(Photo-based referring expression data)
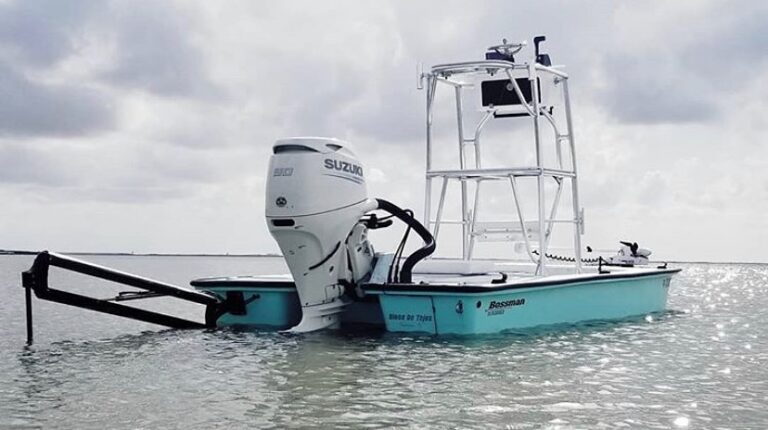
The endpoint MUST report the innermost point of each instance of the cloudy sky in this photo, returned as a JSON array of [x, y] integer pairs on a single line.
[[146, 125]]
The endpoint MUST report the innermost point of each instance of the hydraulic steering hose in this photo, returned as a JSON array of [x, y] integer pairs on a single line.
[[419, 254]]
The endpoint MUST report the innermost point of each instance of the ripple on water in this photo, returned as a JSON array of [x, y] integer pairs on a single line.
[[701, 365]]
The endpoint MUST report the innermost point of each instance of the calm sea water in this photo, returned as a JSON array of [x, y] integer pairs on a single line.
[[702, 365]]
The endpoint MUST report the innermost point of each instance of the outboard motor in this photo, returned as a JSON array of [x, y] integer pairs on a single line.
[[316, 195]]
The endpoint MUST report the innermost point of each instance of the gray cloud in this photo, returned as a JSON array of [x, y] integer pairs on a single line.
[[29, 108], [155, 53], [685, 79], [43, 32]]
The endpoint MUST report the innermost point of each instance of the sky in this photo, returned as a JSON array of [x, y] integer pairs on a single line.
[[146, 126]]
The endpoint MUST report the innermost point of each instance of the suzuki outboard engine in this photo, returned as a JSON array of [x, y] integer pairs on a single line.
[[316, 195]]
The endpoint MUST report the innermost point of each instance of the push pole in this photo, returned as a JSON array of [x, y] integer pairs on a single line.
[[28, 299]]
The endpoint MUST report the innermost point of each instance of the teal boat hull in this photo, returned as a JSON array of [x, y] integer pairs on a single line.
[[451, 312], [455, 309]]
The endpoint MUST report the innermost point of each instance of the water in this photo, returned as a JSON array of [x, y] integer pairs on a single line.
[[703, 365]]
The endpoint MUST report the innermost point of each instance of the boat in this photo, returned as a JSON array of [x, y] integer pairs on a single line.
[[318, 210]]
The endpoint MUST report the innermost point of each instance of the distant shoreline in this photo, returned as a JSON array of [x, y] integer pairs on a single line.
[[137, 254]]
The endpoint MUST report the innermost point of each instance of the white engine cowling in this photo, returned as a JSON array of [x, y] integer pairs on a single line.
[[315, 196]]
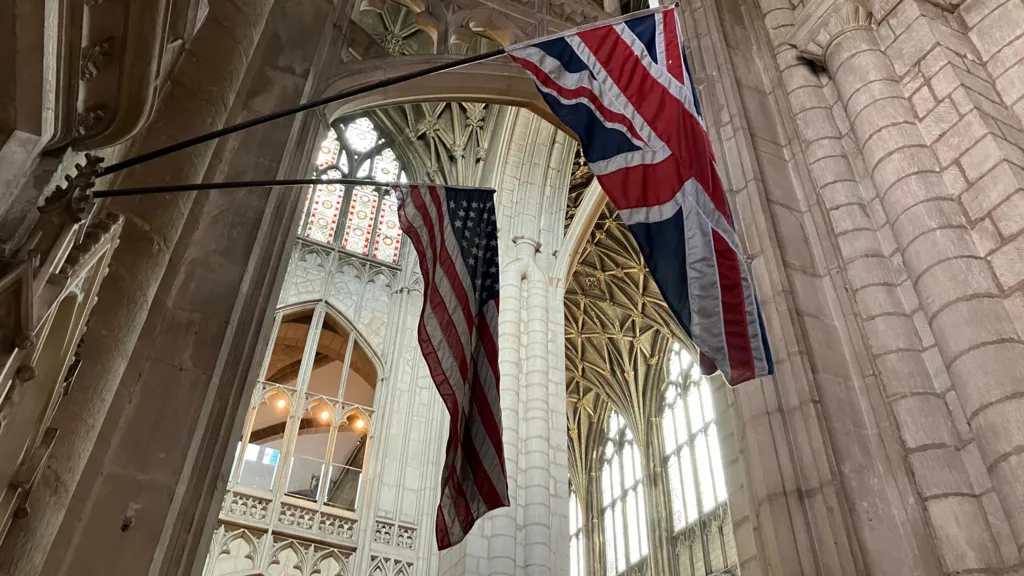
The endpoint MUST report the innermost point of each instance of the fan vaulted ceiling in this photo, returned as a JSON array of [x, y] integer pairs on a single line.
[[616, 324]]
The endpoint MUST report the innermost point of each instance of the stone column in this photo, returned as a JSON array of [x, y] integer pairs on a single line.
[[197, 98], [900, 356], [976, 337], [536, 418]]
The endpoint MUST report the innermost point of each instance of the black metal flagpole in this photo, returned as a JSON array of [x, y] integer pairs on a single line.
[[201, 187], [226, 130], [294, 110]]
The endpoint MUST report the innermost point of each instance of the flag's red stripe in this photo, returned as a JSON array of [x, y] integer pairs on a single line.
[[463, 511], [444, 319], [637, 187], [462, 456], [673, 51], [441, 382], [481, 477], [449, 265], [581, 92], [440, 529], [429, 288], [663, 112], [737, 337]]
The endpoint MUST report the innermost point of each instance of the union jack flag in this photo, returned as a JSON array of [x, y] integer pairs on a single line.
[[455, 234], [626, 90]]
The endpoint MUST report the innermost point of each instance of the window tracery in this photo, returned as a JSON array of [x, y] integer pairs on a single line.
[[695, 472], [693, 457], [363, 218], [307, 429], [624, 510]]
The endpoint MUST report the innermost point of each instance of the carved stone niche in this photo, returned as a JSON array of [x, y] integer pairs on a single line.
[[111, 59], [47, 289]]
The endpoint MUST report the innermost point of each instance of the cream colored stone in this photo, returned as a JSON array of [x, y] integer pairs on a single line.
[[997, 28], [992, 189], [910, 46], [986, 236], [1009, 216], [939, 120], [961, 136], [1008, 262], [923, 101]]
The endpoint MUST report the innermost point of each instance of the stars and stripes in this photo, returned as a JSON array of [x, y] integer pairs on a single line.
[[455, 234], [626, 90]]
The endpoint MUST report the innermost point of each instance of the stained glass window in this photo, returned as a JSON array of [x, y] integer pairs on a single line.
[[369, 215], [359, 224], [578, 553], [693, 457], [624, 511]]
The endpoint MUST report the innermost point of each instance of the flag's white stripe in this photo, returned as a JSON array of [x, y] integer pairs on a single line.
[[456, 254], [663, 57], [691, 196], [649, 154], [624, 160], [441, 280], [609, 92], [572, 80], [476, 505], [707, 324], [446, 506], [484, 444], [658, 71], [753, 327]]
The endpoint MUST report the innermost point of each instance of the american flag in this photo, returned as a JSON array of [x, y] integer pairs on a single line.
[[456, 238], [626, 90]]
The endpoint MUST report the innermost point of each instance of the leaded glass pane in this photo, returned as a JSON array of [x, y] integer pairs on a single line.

» What is being asked:
Reproduce each entry exactly, without the pictures.

» The answer:
The endpoint MUST report the innermost point of each instance of the cloudy sky in this photo, returned as a JSON array of [x, y] integer pairs on a single line.
[[146, 125]]
The endpoint MUST report the innermost point of each instance of the hydraulic steering hose in this photo, returned as a JSON array of [x, y] integer pairs on a single line.
[[419, 254]]
The endpoint MUST report the innermost point of each instance of the ripple on water in this photo, returned as a JSON array of [x, y] integer pairs on a single line.
[[701, 365]]
The endpoint MUST report the innermost point of each instance of the calm sea water in this photo, returned as a JSON array of [x, y] integer pairs on a single line.
[[702, 365]]
The endpoint MUST report the innermost point of each instance of the outboard motor in this photo, returned as a JSON array of [x, y] integer pairs on a single line.
[[316, 195]]
The endpoint MUST report the innermost point of each instance of the gray cloud in this photo, returned as a JSON array of [x, y] integer pairs on a single line.
[[29, 108], [155, 53], [685, 79], [43, 32]]
The endpoint MUST report the innermost point of each instance of the sky in this photo, returned as a JSON array of [x, y] integer pairs on a single line.
[[146, 126]]
The endpoint MUST report the innermost point of each instance of the suzuki outboard engine in this photo, returned as a JSON array of [x, y] integer pairs on a single line.
[[316, 195]]
The endpoint MUST report the innermost point of each instance of the push pole in this photo, returned as a JSON array of [x, y] integer pairs on a single line.
[[28, 299]]
The endpoint MUST report the innermost point of each instance of the teal boat hull in this photo, returned as a JSON array of [x, y] integer pairs on a single line.
[[451, 312], [455, 309]]
The endpoint MUST report the innermost point of each instance of the water in this photo, returned as a JSON array of [x, y] integer pairs on a single line.
[[703, 365]]
The endpoint MUST report the innermost point of each instance of the boat in this photo, returned as a JSON array of [x, y] integer pairs on a single line.
[[318, 210]]
The endpoint MUST report the innermost point of each instance of the distant shoreline in this photo, returned as a JSON array of [x, y] integer pairs on a single line.
[[137, 254]]
The endpoint MUST report the innermost point of each instance of the white engine cowling in this photo, returned as a JSON array of [x, y] integer pairs on a single line.
[[315, 196]]
The endpoint MUST report the innermost point of each instance of the fan vaulted ceiling in this photo, returned as a JSON array of [x, y] integer pairs on a single line.
[[616, 324]]
The endpoint MUST report the innermost point of each instance of the stone column in this photo, returned as a JSON array of [x, y] integer pairs on a single line.
[[197, 98], [900, 356], [976, 337], [536, 418]]
The endpoint MUST report the innermost point of each instance of the black metal flagpole in this photo, returned as a JSON array of [x, y] integer pairs on a single line.
[[201, 187], [226, 130], [294, 110]]
The endpoint MUST report the innermost point of each instance of the flag's red stripe in this photo, returned as a JSON array of [x, y] integer pairs on a single line.
[[463, 511], [444, 319], [637, 187], [462, 456], [673, 51], [441, 382], [481, 477], [449, 265], [581, 92], [440, 529], [429, 288], [663, 112], [737, 337]]
The endpoint MUST report the innermost point of each instance of the union jack flag in this photo, returned as a JSON array of [x, y] integer pairs on a single line.
[[455, 234], [626, 90]]
The endpoint MUST report the innermost point of each instance of the window tracery in this photo, returned as a JSON array of [x, y] integer pairs on a single line.
[[695, 472], [693, 457], [363, 218], [307, 429], [624, 510]]
The endpoint MUST report the innermost point of each instance of the carved stone niche in this photo, returned as a JSON array of [x, y] integer pairs on a single line.
[[111, 59], [47, 289]]
The endpoint MUST report the innermost point of each instance of the cream colored stone in this photo, returned as a JSON array of [x, y] integer pairs on a single line.
[[997, 28], [992, 189], [910, 46], [986, 236], [1009, 216], [939, 120], [961, 136], [1008, 262], [923, 101]]
The endpoint MUST report the innermost point of each instance of the stars and stripes in this photo, returned as a JSON array of [x, y] integer pairs on a single line.
[[455, 234], [626, 90]]
The endpoint MUST report the innermost point of each instance of the stained glass window in this photo, returned as a JSON array of [x, y] integer pairs on a single line.
[[369, 215], [359, 224], [578, 553], [693, 457], [624, 511]]
The endpoint MUST report the innermost point of each instance of the flag's white stripe in this photo, returned as a JSON array of [x, y] integer pairs on a single line.
[[456, 254], [663, 57], [691, 196], [649, 154], [624, 160], [441, 280], [609, 92], [572, 80], [476, 505], [707, 324], [446, 506], [484, 444], [658, 71], [753, 327]]
The endpoint MUST report the innermost point of each instance of the american flag in this photo, returned as a JSON array of [x, y] integer pairs on a single line.
[[456, 238], [626, 90]]
The endpoint MUST report the innermost point of each instance of the leaded glass pane in this photo, returned as a JSON array of [x, y] integer pairs on a single line.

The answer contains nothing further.